In the data below, find each line containing the string "separate" and return it.

* * * *

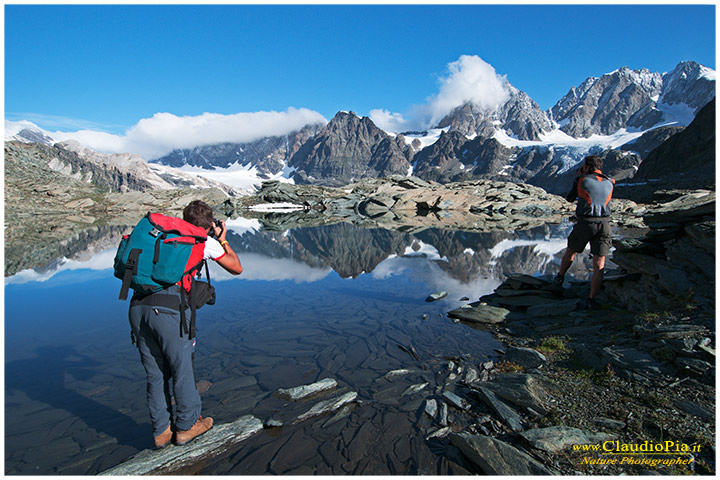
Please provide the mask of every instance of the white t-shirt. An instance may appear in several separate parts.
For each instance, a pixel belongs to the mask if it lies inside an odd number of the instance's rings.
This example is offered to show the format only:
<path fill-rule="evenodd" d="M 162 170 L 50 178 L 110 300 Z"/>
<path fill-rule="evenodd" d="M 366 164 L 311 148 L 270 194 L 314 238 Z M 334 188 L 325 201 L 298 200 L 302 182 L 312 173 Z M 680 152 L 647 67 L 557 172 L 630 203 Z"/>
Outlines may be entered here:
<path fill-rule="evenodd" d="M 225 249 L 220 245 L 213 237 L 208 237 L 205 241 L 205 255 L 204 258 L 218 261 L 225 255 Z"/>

* * * *

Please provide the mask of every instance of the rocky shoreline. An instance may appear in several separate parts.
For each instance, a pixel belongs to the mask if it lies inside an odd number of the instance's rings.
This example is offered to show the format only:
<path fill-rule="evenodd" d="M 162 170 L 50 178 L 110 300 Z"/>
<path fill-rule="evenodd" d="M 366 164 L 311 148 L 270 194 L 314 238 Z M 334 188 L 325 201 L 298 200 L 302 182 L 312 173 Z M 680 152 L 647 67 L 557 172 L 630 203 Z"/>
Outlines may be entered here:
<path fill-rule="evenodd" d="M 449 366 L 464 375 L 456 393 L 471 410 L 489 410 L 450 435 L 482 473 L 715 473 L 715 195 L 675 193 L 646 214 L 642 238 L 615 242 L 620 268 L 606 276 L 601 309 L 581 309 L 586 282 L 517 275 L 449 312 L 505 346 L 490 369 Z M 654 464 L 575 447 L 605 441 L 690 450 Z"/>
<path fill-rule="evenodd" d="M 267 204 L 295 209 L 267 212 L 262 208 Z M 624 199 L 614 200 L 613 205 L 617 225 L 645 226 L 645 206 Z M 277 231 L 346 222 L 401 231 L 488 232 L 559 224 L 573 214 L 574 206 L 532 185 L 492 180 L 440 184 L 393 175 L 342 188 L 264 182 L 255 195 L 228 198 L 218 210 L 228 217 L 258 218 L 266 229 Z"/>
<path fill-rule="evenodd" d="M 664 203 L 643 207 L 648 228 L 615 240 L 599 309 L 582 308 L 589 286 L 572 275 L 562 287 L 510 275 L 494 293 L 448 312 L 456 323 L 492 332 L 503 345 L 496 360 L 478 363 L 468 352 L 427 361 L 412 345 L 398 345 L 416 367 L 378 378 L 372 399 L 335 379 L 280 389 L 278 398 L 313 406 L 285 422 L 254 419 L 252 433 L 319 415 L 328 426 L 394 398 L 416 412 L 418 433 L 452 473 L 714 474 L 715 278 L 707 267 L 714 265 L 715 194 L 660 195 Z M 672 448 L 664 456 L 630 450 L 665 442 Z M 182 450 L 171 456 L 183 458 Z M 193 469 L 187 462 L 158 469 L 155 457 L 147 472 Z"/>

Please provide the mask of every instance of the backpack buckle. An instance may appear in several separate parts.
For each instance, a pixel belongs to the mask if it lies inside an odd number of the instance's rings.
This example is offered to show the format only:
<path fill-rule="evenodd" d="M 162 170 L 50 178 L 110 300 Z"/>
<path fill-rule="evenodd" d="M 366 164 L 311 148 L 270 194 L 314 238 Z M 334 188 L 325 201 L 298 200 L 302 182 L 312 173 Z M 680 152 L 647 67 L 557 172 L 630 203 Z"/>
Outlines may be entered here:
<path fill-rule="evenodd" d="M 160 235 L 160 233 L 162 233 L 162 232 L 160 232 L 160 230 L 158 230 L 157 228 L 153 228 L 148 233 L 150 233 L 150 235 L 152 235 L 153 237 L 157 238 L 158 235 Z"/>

* * * *

• [Result of this exercise]:
Please provide the mask of every instance of the white t-shirt. An instance may appear in several separate parts.
Please provide the mask of every instance of the rocky shoreline. An instance may appear in several separate parts.
Please provide the mask of every instance of the backpack buckle. An instance may appear in several separate parts.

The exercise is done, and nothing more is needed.